Copy the part of the listing below that begins with the line containing "Pick out each instance of the bokeh" and runs through the end of the listing, reproducing every line exactly and including both the first and last lines.

SUPPLIED RECORDS>
>> Begin

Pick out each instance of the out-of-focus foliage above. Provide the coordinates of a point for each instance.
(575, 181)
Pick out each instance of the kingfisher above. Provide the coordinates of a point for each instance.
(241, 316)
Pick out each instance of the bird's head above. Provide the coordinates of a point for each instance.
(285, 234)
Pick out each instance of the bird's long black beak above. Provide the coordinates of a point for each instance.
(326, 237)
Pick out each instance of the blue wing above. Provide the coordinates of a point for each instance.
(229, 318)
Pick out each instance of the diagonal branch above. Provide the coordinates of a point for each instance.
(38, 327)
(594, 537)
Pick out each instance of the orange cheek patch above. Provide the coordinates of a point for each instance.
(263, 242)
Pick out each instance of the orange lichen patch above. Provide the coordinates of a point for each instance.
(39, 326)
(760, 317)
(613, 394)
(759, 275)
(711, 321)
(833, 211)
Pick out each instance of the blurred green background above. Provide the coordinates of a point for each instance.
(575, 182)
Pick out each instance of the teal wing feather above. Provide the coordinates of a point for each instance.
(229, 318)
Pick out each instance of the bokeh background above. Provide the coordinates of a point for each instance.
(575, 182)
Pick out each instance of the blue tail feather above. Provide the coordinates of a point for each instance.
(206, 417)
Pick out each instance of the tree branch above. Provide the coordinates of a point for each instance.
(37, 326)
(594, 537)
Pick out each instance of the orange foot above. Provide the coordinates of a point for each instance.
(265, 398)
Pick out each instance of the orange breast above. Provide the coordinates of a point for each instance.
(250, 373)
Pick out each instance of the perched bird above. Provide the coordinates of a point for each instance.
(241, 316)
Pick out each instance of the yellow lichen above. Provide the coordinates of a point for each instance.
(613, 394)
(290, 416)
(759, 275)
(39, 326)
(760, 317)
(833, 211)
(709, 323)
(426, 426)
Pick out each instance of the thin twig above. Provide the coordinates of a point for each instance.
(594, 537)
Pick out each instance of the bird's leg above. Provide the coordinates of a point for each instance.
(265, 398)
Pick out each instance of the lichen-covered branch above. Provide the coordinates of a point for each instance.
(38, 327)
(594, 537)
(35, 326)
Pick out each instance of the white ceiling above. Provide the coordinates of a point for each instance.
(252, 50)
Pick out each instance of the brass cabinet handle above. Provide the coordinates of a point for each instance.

>> End

WORKED ANSWER>
Pick out each instance of the bokeh background above. Provide the coordinates of a point for each instance.
(575, 182)
Pick out each instance of the blue tail feather above. Provide the coordinates of a point for each instance.
(206, 417)
Pick out each instance of the tree branch above. Provide the coordinates of a point for each instance.
(37, 326)
(594, 537)
Pick out each instance of the orange foot above. Provide the coordinates of a point for each instance.
(265, 398)
Pick out each instance of the orange breast above. Provide the coordinates of a point for each instance.
(250, 373)
Pick out each instance of the perched bird above. Provide the coordinates of a point for each instance.
(241, 316)
Pick out each instance of the yellow lichen above. Provide the coordinates of a point for each instance.
(613, 394)
(290, 416)
(759, 275)
(39, 326)
(760, 317)
(833, 211)
(709, 323)
(426, 426)
Pick out each instance of the thin twig above. Provide the coordinates of a point for each instance.
(594, 537)
Pick out each instance of the bird's leg above. Provide the coordinates of a point for each instance.
(265, 398)
Pick out each instance of the lichen-covered branch above. Provide the coordinates of a point for each instance.
(38, 327)
(594, 537)
(35, 326)
Pick out each instance of the white ceiling above. Provide the coordinates of a point for each instance.
(252, 50)
Pick out each instance of the brass cabinet handle above. Provide the coordinates of a point for each instance.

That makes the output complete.